__Document extract__:

--- START ---

By ALEXANDRA SVOKOS, ABC News

(WASHINGTON) — He speaks at March for Life, the nation’s largest annual rally against abortion. She presented a landmark plan to protect abortion rights.

Vice President Mike Pence and Sen. Kamala Harris are set to face off on Wednesday in a debate bound to display their drastically opposing views on the issue, which takes on renewed urgency as the Senate considers the nomination of Amy Coney Barrett for the Supreme Court. Harris is in the unique position of being a sitting senator who will decide Barrett’s fate ahead of the election.

The two vice presidential candidates represent opposite sides of the spectrum on reproductive rights, as nationwide support for abortion rights remains high. A July 2019 ABC News/Washington Post poll found 60% of Americans say abortion should be legal in all or most cases, with only 24% saying abortion access should be harder.

A May 2020 poll by Gallup found similar results, with only 20% of respondents saying abortion should be illegal in all circumstances.

The debate comes as the legal right to abortion is in a precarious position. On the state level, many Republican-led states continue to chip away at access, while some Democratic-led states have moved to protect the right should Roe be overturned. On the federal level, the likelihood that President Donald Trump will get a third Supreme Court nominee confirmed means the court would have a strong conservative majority that could restrict abortion rights, either by chipping away at those rights or overturning precedent.

--- END ---

__Provided information__:
--- START ---

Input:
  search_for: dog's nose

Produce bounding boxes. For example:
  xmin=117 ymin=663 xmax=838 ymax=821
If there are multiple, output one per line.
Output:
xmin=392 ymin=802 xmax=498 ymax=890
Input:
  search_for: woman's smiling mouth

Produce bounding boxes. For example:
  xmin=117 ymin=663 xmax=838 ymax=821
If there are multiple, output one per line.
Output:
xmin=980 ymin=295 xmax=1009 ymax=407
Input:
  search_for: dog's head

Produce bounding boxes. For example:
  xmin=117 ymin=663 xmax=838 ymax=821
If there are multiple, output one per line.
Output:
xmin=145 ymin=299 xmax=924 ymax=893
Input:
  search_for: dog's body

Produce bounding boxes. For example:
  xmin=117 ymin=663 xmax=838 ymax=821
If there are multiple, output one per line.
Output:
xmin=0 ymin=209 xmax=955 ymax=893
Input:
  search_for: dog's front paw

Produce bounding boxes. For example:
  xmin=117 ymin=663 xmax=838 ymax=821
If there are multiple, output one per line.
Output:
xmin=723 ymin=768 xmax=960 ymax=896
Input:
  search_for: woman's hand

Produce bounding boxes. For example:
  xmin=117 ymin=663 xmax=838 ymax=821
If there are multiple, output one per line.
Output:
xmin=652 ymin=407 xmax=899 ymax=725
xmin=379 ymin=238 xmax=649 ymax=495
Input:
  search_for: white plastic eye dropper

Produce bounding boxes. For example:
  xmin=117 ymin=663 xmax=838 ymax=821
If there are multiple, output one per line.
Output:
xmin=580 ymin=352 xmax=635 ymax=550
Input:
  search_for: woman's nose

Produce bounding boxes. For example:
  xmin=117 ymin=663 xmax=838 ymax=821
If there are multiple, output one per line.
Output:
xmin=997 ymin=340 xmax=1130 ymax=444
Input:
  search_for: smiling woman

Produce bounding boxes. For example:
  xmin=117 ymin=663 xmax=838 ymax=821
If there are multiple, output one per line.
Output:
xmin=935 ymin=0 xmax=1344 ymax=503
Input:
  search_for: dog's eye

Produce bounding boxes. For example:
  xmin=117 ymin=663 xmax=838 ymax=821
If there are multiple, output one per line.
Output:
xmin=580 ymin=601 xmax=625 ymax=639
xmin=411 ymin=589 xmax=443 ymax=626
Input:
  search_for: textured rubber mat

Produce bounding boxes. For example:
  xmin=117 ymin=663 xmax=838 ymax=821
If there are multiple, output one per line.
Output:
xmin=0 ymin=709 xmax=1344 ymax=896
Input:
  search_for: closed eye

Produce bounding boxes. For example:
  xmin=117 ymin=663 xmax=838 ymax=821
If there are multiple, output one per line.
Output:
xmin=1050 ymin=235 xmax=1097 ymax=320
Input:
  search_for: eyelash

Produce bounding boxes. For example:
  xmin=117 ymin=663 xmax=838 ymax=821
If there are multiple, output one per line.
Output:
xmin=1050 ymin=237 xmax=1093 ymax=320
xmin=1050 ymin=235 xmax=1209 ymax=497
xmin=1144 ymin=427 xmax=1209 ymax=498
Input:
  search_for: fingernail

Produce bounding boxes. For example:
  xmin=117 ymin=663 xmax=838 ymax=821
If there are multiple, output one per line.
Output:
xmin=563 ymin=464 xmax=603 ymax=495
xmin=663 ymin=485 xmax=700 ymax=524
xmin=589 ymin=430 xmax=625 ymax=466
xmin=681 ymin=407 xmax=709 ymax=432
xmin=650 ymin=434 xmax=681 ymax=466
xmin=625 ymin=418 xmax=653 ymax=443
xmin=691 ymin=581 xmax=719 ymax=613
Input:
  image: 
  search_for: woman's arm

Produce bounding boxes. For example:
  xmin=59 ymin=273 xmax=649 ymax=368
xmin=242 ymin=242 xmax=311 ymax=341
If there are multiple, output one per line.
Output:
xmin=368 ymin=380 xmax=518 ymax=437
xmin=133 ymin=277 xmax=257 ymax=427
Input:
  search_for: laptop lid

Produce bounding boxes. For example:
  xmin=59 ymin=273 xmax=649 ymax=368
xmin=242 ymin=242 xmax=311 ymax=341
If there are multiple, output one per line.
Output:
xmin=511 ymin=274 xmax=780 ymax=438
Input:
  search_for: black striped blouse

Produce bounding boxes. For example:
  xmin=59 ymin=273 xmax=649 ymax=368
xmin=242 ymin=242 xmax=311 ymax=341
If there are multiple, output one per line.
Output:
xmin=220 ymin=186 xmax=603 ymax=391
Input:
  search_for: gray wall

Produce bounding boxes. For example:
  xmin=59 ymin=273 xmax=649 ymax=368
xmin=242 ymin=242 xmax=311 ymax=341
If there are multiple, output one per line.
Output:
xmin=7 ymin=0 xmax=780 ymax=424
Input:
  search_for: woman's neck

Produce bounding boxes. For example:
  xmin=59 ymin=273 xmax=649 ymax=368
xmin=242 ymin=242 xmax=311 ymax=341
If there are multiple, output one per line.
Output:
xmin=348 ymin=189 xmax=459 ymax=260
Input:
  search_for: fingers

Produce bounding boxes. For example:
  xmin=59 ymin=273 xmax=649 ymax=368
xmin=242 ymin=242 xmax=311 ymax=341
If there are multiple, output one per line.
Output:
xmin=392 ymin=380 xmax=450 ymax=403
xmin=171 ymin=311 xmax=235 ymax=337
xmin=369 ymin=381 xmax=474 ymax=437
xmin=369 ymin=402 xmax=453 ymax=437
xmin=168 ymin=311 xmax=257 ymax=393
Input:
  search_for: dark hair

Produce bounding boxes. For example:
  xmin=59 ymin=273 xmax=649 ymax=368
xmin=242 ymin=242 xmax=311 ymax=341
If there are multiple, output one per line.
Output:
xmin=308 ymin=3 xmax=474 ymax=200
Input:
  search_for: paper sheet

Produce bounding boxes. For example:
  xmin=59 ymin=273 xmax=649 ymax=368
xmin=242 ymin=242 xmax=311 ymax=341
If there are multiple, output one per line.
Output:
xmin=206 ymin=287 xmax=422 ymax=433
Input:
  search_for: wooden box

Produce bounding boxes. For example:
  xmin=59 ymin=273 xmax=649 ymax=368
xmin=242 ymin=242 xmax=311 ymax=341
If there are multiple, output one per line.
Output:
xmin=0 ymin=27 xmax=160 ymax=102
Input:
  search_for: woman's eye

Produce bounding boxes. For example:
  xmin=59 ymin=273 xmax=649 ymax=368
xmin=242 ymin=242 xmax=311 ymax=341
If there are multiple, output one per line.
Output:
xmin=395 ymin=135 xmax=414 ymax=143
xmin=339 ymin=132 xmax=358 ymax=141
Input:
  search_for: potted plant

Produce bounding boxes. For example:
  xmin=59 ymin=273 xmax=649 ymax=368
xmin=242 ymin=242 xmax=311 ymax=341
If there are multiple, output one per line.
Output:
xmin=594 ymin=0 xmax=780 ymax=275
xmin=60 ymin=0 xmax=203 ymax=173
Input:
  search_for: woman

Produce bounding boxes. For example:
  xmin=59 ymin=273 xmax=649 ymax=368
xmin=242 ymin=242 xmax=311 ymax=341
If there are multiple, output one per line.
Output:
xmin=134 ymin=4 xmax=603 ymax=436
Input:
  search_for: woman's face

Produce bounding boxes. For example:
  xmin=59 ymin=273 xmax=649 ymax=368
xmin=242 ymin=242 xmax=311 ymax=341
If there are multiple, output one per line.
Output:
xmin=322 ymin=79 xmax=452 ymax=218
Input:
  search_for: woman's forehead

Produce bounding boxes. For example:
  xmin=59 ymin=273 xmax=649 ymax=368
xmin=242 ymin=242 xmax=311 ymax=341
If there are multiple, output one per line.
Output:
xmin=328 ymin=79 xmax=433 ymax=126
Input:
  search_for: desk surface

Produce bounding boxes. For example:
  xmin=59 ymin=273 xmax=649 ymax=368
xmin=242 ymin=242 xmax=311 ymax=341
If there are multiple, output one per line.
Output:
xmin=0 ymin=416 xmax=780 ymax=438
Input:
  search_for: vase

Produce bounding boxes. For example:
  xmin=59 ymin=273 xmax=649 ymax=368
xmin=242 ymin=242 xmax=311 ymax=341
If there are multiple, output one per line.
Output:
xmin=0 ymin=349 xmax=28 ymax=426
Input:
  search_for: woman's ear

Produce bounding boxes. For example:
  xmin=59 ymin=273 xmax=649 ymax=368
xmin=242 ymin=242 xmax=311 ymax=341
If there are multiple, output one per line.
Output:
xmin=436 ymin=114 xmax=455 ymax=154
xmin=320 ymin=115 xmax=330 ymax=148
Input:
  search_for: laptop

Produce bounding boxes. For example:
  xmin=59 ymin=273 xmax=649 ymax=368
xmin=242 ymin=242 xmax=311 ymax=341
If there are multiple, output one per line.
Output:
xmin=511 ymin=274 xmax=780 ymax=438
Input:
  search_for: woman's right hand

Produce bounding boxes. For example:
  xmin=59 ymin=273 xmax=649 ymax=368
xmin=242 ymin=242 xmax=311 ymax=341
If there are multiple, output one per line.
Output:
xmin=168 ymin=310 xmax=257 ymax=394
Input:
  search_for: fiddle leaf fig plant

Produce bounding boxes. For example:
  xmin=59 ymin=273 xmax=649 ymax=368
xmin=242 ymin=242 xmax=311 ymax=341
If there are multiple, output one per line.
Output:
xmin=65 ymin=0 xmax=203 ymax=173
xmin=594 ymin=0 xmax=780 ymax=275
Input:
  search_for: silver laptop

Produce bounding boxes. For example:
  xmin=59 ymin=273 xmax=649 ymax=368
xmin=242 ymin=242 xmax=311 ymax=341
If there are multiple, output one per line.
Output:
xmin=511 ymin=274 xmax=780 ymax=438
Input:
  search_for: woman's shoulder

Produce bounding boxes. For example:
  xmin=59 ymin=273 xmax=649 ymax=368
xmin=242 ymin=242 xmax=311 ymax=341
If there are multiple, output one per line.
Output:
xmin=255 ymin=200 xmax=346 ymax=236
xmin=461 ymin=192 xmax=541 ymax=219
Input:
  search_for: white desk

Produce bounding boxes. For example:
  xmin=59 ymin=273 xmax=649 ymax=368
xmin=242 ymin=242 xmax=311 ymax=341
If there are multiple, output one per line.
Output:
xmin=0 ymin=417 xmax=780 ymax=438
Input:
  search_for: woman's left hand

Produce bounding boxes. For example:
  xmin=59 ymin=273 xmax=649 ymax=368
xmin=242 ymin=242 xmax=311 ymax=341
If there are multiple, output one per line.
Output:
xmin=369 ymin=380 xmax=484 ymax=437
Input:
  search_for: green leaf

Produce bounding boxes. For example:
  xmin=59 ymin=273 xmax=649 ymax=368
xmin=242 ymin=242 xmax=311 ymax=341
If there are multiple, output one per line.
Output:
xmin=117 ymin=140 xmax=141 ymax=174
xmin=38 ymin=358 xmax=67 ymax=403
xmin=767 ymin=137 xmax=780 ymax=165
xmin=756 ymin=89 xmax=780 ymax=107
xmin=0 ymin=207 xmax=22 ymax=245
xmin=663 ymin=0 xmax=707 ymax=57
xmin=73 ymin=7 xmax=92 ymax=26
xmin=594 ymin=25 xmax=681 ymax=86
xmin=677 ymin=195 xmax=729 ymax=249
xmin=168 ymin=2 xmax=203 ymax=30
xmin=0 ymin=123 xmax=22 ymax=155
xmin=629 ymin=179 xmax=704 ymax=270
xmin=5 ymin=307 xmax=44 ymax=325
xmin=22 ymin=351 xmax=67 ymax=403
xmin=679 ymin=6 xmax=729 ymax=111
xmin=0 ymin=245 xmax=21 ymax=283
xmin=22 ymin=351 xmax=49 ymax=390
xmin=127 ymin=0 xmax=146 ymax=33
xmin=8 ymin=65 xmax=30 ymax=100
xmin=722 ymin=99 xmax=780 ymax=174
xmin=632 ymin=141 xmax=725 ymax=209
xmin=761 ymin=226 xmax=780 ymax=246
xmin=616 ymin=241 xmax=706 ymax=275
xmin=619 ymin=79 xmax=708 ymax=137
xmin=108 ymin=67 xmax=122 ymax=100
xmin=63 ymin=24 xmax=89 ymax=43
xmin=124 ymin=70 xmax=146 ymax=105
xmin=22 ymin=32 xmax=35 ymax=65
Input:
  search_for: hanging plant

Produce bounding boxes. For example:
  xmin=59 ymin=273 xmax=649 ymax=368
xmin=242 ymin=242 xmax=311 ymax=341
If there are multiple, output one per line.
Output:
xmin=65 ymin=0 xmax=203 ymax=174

--- END ---

__Exercises__:
1) In the article on the vice presidential debate and abortion, set down the passage starting at "A May 2020 poll" and ending at "or overturning precedent.".
2) Name every person the article on the vice presidential debate and abortion mentions by name.
3) According to the debate article, what percentage of respondents in the May 2020 Gallup poll said abortion should be illegal in all circumstances?

__Responses by item number__:
1)
A May 2020 poll by Gallup found similar results, with only 20% of respondents saying abortion should be illegal in all circumstances.

The debate comes as the legal right to abortion is in a precarious position. On the state level, many Republican-led states continue to chip away at access, while some Democratic-led states have moved to protect the right should Roe be overturned. On the federal level, the likelihood that President Donald Trump will get a third Supreme Court nominee confirmed means the court would have a strong conservative majority that could restrict abortion rights, either by chipping away at those rights or overturning precedent.

2)
Alexandra Svokos
Mike Pence
Kamala Harris
Amy Coney Barrett
Donald Trump

3) 20%